##### DATASET RECORDS #####

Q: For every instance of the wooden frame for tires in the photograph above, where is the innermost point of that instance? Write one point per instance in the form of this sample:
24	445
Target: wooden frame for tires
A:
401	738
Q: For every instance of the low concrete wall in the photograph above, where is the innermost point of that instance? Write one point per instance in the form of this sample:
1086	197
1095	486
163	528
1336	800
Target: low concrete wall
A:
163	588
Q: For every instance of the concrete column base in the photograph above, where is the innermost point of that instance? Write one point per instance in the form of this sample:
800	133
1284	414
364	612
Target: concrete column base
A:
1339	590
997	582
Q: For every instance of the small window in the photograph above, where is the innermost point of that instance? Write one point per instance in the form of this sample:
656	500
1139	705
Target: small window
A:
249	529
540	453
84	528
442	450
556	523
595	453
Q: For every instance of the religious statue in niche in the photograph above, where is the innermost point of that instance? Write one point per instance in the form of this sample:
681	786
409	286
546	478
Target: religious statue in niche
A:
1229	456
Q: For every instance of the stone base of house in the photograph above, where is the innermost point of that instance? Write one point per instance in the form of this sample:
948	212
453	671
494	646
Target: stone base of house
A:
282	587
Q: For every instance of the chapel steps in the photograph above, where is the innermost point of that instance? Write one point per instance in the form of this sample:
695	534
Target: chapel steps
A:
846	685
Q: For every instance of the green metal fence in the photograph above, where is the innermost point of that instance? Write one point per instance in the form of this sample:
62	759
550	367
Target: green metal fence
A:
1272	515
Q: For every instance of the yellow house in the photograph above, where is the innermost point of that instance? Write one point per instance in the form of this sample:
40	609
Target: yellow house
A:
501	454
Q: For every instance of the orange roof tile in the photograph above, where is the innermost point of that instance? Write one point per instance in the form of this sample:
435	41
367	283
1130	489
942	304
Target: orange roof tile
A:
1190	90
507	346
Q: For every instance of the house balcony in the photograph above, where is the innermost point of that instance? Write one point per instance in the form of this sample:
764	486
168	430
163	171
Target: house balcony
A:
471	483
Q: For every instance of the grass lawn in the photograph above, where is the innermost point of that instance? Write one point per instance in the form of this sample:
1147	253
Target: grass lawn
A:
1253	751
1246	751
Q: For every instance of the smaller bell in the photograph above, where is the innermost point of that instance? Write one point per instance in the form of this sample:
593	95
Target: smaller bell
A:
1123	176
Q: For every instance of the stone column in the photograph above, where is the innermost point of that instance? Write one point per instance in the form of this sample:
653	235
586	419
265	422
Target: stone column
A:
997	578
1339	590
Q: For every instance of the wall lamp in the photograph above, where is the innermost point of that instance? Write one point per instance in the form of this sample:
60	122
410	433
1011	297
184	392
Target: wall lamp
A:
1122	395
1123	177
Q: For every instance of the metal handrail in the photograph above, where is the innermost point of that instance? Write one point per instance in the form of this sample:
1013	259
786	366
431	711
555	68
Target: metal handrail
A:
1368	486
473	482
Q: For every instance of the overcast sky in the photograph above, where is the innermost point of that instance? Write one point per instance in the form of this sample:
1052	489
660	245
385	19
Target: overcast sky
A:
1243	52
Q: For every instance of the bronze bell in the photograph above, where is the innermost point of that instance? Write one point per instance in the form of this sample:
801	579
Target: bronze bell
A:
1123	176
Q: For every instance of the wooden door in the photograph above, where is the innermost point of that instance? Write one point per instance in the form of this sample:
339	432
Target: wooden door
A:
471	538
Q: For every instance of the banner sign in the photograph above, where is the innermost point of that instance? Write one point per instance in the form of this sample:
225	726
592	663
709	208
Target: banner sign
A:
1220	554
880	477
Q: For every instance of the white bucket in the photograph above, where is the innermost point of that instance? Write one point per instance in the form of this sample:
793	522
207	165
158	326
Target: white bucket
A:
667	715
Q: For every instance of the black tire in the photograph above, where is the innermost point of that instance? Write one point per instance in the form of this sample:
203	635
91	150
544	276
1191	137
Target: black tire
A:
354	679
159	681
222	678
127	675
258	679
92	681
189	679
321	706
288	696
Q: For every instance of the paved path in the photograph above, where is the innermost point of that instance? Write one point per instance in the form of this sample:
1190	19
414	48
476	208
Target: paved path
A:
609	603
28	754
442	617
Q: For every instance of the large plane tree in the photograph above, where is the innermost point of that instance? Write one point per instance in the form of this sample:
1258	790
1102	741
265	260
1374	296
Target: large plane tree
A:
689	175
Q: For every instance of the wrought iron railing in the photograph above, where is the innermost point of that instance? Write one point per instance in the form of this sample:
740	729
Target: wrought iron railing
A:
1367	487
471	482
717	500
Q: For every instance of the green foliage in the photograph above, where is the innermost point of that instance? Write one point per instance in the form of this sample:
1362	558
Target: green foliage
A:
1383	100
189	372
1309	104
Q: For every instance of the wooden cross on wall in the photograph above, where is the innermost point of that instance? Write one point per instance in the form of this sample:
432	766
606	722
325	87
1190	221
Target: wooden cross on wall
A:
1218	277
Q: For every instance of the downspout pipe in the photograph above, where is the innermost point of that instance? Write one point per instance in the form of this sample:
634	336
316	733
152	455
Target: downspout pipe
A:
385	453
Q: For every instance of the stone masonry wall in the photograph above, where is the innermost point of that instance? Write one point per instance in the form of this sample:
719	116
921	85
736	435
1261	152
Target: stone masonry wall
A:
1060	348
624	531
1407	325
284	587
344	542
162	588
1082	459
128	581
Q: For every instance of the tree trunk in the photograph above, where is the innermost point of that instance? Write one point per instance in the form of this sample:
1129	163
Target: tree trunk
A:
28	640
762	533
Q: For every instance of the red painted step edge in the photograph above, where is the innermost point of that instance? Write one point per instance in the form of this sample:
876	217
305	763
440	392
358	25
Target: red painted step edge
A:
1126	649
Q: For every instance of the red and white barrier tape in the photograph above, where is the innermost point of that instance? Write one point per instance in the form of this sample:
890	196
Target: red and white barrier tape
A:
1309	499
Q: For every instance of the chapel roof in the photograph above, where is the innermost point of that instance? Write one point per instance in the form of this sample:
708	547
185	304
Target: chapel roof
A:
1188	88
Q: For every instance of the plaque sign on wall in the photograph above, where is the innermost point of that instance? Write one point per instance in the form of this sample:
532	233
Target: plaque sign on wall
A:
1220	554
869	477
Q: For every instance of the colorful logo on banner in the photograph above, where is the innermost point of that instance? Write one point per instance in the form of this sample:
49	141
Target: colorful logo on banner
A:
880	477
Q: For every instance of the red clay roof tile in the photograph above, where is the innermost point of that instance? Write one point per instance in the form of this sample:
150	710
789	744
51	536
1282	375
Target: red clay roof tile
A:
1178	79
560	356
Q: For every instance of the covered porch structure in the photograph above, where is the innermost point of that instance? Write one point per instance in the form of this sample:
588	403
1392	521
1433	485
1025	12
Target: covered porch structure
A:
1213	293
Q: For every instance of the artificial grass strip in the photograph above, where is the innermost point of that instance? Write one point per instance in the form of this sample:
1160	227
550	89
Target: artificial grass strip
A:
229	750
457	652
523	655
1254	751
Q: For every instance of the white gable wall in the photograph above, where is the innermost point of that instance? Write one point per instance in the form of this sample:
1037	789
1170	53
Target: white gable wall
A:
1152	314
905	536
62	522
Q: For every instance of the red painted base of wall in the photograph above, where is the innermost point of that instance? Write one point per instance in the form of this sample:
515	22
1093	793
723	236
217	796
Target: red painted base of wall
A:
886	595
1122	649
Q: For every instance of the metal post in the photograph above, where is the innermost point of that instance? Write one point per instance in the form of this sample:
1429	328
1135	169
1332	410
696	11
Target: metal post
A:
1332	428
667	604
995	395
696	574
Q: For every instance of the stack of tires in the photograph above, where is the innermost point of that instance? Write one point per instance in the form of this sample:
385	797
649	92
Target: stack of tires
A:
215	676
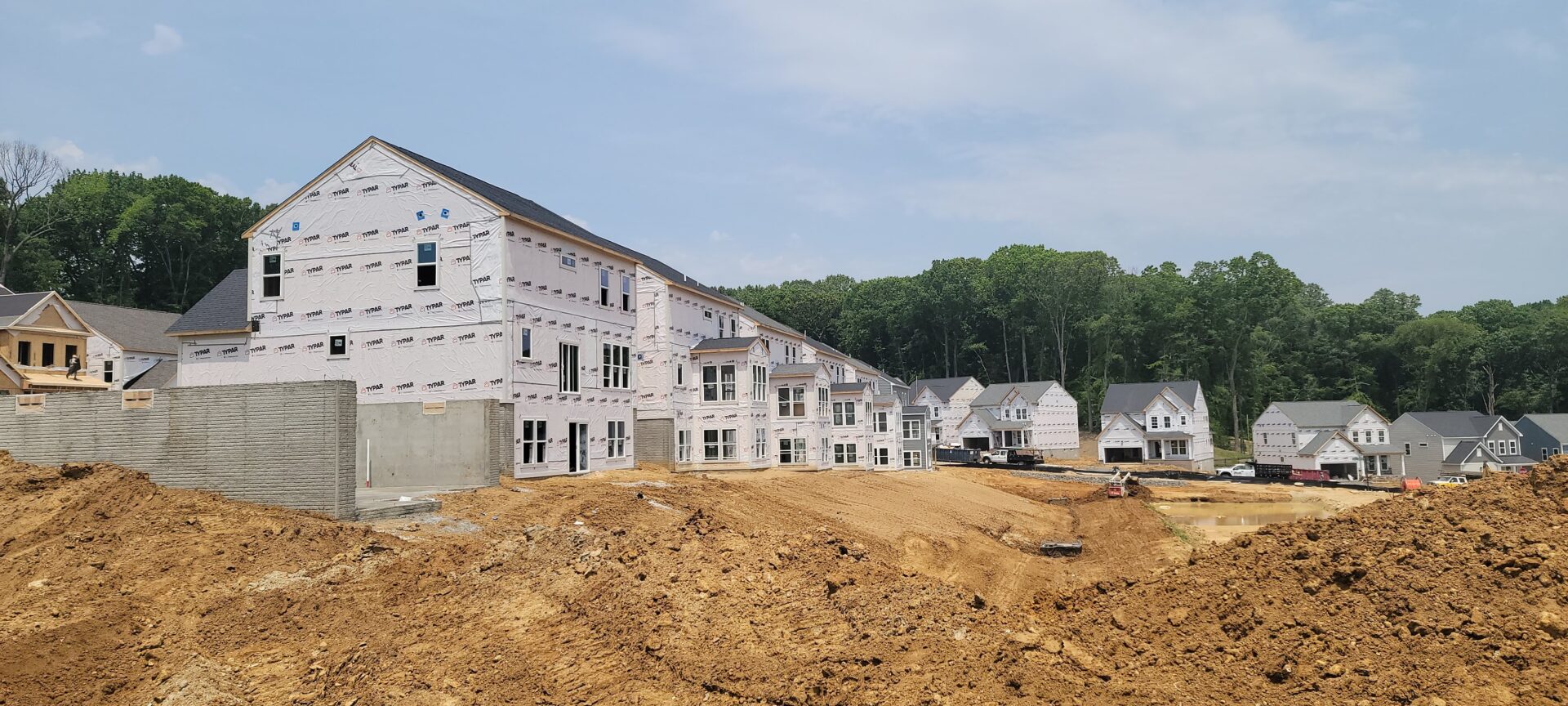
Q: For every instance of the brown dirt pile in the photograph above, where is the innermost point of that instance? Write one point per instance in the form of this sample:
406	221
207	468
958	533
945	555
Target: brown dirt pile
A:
703	590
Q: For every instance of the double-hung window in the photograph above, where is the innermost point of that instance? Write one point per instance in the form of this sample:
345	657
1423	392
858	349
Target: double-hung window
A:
272	276
726	383
569	382
425	264
533	441
792	402
617	440
617	371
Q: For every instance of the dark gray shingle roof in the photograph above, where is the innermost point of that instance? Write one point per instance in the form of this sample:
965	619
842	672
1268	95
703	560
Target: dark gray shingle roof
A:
726	344
1319	414
1459	424
156	377
13	306
221	310
129	328
942	388
1133	397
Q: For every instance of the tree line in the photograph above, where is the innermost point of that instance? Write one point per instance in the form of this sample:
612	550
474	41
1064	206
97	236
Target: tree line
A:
1250	330
112	237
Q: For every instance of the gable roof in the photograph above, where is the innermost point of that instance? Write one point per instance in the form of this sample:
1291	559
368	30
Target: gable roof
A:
1460	424
1552	424
1325	413
795	369
942	388
741	342
140	330
220	311
995	394
1134	397
1321	441
156	377
13	306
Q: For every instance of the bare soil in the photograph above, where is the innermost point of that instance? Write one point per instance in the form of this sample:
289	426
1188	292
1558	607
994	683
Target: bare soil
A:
775	588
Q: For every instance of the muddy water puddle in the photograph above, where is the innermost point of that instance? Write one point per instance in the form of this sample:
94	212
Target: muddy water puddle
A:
1222	520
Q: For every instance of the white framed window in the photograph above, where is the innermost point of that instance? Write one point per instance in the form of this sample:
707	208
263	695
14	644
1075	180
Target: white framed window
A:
792	451
615	445
728	449
569	373
272	276
136	399
792	402
617	371
726	383
30	404
425	264
533	441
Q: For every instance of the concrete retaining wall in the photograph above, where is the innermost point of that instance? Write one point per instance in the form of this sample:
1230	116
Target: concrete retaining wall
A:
470	443
289	445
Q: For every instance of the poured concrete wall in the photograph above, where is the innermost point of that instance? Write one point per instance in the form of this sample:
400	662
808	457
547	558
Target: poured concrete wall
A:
279	445
470	443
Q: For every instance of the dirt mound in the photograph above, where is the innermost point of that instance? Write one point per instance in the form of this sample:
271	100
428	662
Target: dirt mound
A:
706	590
1455	593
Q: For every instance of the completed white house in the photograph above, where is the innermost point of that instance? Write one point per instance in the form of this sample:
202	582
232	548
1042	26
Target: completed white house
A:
1039	414
949	400
1346	438
1156	422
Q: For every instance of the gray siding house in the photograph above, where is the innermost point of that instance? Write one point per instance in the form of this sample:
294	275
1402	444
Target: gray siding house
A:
1455	443
1544	435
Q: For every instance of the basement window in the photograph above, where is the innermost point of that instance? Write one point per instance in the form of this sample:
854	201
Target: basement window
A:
272	276
136	399
30	404
425	264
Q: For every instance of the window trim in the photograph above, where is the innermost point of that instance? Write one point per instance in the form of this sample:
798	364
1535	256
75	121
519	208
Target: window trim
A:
433	266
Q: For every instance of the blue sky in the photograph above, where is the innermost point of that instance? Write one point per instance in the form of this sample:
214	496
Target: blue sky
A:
1366	143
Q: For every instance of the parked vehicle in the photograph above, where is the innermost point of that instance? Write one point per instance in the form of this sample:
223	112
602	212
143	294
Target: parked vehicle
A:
1239	471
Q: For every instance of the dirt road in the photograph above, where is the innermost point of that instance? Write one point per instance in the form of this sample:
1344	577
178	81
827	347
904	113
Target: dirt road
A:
833	588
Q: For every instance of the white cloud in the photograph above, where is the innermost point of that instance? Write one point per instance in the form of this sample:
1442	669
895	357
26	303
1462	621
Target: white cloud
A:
74	157
76	32
163	41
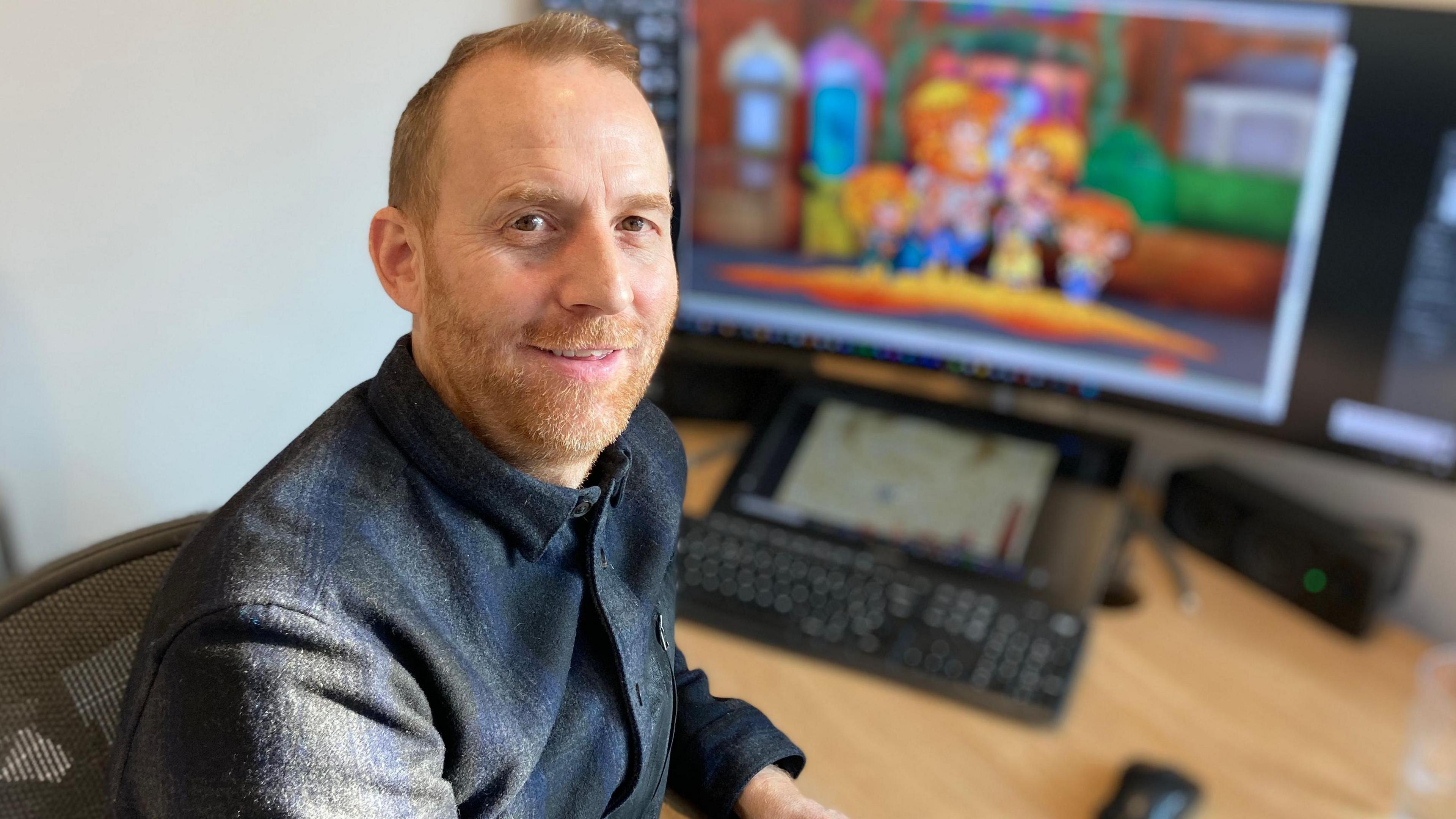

#####

WHAT YOU HAVE TO DO:
All lines that hold the word "muddy" should be copied from the data.

EXERCISE RESPONSE:
Q: For every instance of the muddy water puddle in the photograph above, where is the innermost point of that instance? Write one point per instance in the form of this sample:
Target: muddy water puddle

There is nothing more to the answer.